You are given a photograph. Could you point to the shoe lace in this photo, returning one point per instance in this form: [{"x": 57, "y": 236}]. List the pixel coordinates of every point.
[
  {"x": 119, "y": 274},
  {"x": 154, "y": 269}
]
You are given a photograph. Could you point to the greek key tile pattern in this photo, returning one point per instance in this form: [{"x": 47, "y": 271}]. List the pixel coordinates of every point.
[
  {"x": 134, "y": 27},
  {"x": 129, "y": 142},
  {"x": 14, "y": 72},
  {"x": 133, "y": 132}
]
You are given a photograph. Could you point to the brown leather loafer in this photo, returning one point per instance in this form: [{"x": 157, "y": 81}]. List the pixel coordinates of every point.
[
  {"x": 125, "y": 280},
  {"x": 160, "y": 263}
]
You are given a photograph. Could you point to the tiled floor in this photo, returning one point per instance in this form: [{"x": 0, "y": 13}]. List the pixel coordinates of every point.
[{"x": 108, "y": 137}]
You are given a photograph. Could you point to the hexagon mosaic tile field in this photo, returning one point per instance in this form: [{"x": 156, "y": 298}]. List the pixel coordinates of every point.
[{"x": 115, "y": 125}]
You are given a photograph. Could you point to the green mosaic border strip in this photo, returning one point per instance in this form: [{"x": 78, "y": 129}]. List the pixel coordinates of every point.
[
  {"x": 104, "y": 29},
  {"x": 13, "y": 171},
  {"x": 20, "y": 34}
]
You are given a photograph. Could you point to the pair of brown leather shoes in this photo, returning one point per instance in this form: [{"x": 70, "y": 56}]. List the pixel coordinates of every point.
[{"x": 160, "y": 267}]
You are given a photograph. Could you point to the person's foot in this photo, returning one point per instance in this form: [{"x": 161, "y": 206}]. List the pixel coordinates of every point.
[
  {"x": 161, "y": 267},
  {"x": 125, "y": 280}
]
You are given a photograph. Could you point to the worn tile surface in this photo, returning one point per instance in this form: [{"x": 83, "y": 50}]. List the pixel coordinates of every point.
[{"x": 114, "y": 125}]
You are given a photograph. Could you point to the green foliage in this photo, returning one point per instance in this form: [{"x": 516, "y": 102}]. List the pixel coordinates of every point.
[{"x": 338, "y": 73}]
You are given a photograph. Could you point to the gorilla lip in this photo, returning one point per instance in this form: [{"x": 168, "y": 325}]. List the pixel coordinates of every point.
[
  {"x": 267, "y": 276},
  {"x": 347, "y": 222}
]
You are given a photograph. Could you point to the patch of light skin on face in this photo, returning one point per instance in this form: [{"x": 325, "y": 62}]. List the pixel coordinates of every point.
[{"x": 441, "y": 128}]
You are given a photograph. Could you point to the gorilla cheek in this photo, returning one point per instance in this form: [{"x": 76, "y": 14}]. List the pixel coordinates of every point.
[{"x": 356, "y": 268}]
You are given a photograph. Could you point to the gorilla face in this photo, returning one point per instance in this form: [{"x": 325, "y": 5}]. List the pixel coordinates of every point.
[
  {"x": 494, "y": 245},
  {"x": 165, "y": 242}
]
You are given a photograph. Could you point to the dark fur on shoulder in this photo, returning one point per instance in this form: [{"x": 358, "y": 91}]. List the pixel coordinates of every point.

INSTRUCTIONS FOR THE TASK: Return every record, leaving each line exactly as it was given.

OUTPUT BELOW:
You are given a photograph. Could you point to the shoe lace in this photo, returning one point per instance in this form: [{"x": 57, "y": 236}]. List the pixel coordinates of every point.
[
  {"x": 119, "y": 274},
  {"x": 154, "y": 269}
]
You are given a photograph. Could you point to the greek key tile pattern in this photo, returning one point per instance in this form: [{"x": 47, "y": 271}]. List the pixel coordinates of every point.
[
  {"x": 134, "y": 27},
  {"x": 129, "y": 142},
  {"x": 14, "y": 72},
  {"x": 133, "y": 132}
]
You are given a photograph. Could you point to the brown leather loafer in this photo, returning one point per instance in this form: [{"x": 157, "y": 81}]. List the pixel coordinates of every point.
[
  {"x": 125, "y": 280},
  {"x": 160, "y": 263}
]
You are given a photograph. Could you point to the tiled floor in this photo, returning one point per instance in this form: [{"x": 0, "y": 13}]. List the pixel coordinates of every point.
[{"x": 108, "y": 137}]
You are given a photograph. Could you point to the hexagon mosaic tile field in this photo, returning one point per instance in this form: [{"x": 156, "y": 298}]. List the pixel coordinates of every point.
[{"x": 115, "y": 125}]
You are given a photograph. Could you point to the green mosaic border strip in this photo, returning one point per instance in this form: [{"x": 78, "y": 129}]. List the pixel coordinates of every point.
[
  {"x": 104, "y": 29},
  {"x": 13, "y": 171},
  {"x": 20, "y": 34}
]
You are given a photograph. Could you point to the pair of brown leather shoes in this photo, returning one point per instance in this form: [{"x": 70, "y": 56}]. List the pixel coordinates of every point.
[{"x": 160, "y": 267}]
You are given a photograph. Could you point to the person's foot in this photo, returning one point per instance in this form: [{"x": 161, "y": 206}]. List the pixel coordinates of every point.
[
  {"x": 161, "y": 267},
  {"x": 125, "y": 280}
]
You are given a photograph. Could you point to the worn tile surface in this photo, returning one point per instance in this form: [{"x": 83, "y": 50}]. List the pixel coordinates of every point.
[{"x": 114, "y": 125}]
You are given a photograph. Could you point to the green foliage in this photo, returning one point per instance in this form: [{"x": 516, "y": 102}]. List the pixel coordinates of every point.
[{"x": 338, "y": 73}]
You are given a photograph. Could you point to the gorilla lip in this photo, returning one point per instance in this form: [{"x": 168, "y": 325}]. List the pixel coordinates of every point.
[
  {"x": 267, "y": 276},
  {"x": 347, "y": 222}
]
You are given a photograph. Could you point to the patch of light skin on face in this photo, returning one point per instance in this form: [{"x": 325, "y": 62}]. List the pixel coordinates of every point.
[{"x": 441, "y": 128}]
You are given a photograph. Could you point to the gorilla cheek in this photo, returning one point per instance in this form: [{"x": 76, "y": 14}]. List the pixel coordinates of every point.
[{"x": 356, "y": 268}]
You are given a photograph. Could you point to the gorilla face in this photo, returning one point per instance in this form: [{"x": 325, "y": 5}]. List the pixel coordinates of every point.
[
  {"x": 494, "y": 245},
  {"x": 165, "y": 242}
]
You are given a photograph. Could you point to the dark fur on shoulder in this photo, returning one point per instance in this form: [{"x": 358, "y": 91}]. List the pixel coordinates of every point.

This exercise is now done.